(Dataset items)
========

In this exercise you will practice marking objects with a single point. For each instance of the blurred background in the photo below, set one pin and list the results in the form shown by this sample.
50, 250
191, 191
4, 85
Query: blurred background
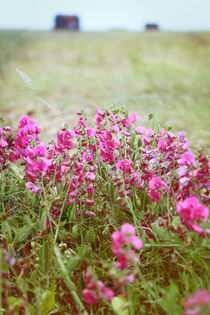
58, 57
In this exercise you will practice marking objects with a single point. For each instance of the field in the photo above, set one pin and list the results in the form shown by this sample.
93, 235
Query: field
103, 200
163, 73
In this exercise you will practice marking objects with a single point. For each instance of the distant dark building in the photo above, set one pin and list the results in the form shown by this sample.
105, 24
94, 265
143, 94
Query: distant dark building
68, 22
151, 27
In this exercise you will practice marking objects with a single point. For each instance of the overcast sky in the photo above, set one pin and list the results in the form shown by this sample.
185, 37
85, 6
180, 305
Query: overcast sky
107, 14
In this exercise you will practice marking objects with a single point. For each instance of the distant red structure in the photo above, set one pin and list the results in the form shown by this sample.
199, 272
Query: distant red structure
151, 27
69, 22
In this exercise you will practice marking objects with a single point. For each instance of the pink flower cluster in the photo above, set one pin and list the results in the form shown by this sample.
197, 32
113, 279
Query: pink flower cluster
95, 289
124, 243
198, 304
128, 158
156, 186
6, 141
192, 213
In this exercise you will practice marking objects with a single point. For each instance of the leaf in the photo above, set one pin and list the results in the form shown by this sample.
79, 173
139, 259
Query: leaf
169, 301
116, 194
44, 257
47, 302
161, 232
14, 302
132, 140
16, 171
120, 305
23, 233
90, 236
6, 231
72, 264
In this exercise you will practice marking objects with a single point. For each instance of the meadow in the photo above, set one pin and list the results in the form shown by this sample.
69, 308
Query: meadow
103, 198
163, 73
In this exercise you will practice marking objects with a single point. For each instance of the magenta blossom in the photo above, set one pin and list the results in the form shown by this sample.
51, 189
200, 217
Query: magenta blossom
95, 289
125, 166
123, 242
192, 213
198, 303
156, 185
33, 188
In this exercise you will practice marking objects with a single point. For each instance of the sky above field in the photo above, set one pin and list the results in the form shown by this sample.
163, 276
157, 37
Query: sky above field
107, 14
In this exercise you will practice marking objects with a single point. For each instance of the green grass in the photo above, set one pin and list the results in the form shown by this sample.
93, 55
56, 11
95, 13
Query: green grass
164, 73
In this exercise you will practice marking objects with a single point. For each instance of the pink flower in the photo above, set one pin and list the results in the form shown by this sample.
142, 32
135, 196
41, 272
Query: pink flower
192, 212
90, 214
95, 289
33, 188
156, 185
122, 243
89, 296
3, 143
90, 202
194, 305
140, 130
187, 159
125, 166
40, 150
149, 132
132, 118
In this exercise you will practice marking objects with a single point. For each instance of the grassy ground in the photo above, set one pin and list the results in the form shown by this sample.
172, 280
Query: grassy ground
164, 73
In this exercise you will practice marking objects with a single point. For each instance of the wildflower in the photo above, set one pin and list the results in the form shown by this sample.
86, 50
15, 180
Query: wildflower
3, 143
192, 213
95, 289
187, 159
132, 118
123, 242
198, 303
33, 188
125, 166
156, 185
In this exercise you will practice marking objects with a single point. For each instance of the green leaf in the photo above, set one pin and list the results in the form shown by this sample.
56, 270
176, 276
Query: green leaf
47, 302
14, 302
161, 232
23, 233
169, 301
72, 264
132, 140
90, 236
120, 305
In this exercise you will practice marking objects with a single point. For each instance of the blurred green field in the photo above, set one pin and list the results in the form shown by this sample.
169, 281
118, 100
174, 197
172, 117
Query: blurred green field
164, 73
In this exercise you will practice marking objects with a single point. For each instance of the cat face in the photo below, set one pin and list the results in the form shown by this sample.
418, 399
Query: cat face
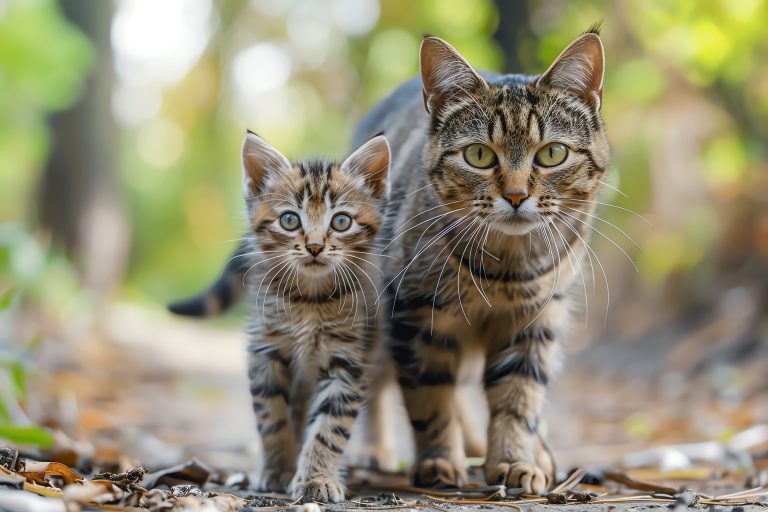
515, 153
314, 216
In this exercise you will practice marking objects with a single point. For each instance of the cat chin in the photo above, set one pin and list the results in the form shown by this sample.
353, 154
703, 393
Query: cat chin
316, 270
514, 228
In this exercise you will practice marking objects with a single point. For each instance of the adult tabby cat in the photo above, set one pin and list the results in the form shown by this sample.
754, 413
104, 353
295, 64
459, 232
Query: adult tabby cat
492, 191
309, 263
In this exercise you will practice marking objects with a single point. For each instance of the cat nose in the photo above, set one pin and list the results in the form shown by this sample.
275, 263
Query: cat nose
315, 248
516, 198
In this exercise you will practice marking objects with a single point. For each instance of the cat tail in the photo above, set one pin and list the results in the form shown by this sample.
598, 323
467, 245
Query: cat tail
221, 295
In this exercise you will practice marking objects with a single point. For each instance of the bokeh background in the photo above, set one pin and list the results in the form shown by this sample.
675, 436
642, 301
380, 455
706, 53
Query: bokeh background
120, 126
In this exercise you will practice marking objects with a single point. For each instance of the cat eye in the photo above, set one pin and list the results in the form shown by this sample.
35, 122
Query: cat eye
289, 221
551, 155
480, 156
341, 222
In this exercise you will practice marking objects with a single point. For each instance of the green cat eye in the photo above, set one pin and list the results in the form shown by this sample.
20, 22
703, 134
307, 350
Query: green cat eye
341, 222
480, 156
289, 221
551, 155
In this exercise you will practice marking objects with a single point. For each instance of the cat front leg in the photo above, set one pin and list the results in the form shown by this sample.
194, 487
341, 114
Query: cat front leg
516, 377
427, 365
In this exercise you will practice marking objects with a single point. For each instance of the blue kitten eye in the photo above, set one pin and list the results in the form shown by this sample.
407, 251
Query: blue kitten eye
289, 221
341, 222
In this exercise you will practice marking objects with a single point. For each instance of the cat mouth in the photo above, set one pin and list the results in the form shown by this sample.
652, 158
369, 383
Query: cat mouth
515, 223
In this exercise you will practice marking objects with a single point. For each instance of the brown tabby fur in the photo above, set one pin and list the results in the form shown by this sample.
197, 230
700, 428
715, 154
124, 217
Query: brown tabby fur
472, 273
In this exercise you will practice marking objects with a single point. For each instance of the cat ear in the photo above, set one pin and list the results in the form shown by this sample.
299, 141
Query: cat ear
579, 69
444, 73
259, 159
371, 161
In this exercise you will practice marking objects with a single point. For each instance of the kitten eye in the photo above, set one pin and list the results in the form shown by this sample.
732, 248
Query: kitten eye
341, 222
551, 155
480, 156
289, 221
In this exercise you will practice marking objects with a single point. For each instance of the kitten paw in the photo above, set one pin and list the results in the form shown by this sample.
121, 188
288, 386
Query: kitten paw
274, 482
438, 472
531, 478
324, 490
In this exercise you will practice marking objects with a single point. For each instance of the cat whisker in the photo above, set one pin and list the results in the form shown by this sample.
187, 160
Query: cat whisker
438, 216
611, 205
612, 188
590, 253
606, 222
458, 237
593, 228
568, 251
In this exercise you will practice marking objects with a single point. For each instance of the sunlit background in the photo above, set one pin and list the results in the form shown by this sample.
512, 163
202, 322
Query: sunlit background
120, 126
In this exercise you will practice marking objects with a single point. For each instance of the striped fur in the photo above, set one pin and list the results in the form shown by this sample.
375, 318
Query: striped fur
312, 293
478, 272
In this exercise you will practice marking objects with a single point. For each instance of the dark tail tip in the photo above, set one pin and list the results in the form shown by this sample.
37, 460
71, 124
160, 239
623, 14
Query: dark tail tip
191, 307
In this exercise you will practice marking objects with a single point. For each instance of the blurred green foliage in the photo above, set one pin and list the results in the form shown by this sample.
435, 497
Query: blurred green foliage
685, 104
43, 61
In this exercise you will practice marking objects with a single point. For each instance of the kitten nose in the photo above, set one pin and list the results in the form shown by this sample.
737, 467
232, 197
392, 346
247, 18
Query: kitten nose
315, 248
516, 198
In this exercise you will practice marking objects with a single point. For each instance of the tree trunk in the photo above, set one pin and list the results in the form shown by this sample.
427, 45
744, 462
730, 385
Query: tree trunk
79, 201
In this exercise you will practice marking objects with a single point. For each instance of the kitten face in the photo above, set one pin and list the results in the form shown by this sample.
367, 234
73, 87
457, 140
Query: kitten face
315, 217
515, 154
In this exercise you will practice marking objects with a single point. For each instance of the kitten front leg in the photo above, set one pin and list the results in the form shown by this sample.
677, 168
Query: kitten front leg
516, 378
338, 397
269, 374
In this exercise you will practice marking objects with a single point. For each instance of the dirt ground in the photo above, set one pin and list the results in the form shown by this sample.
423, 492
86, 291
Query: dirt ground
140, 387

========

* EXERCISE PROMPT
Emit verbatim the lines running from the one with "green foliage in" through the last line of the data, both endpoints inclusive.

* FINISHED TASK
In this exercise you will practice marking objects with a single point. For each instance of the blurred green foliage in the photo above, set one pin and list the results in the form shown by this sample.
435, 497
Query: blurred green foliage
685, 104
43, 61
In this exercise you will practice marking objects with a single point. For each instance of the kitten nose in the photo above, set one pin and list the results in the form shown by this sample.
737, 467
232, 197
392, 346
247, 18
Query: kitten nose
315, 248
516, 198
In this exercise you will practice marking objects with a single point. For each instance of the tree trunk in the photo above, set one pin and list the results in the form shown by this sample.
427, 45
744, 462
730, 385
Query: tree trunk
79, 201
In this exercise you will practice marking objects with a single point. For each instance of the kitten face in the photo above, set one pin and list the results in the form shown by this sample.
367, 234
73, 87
457, 140
Query: kitten face
315, 217
515, 154
In this exercise you will practice marking objects with a single point. For each instance of the kitten front leg in the photo above, set one pin and list the results in the form shown by this sample.
677, 168
Query: kitten front leg
516, 378
338, 397
269, 374
In this exercise you will practice marking objects with a single point. For each instance of the dirt ground in the photo above, set one pin and list the results in the form shown by this sample.
423, 492
86, 291
Query: dirt ground
140, 387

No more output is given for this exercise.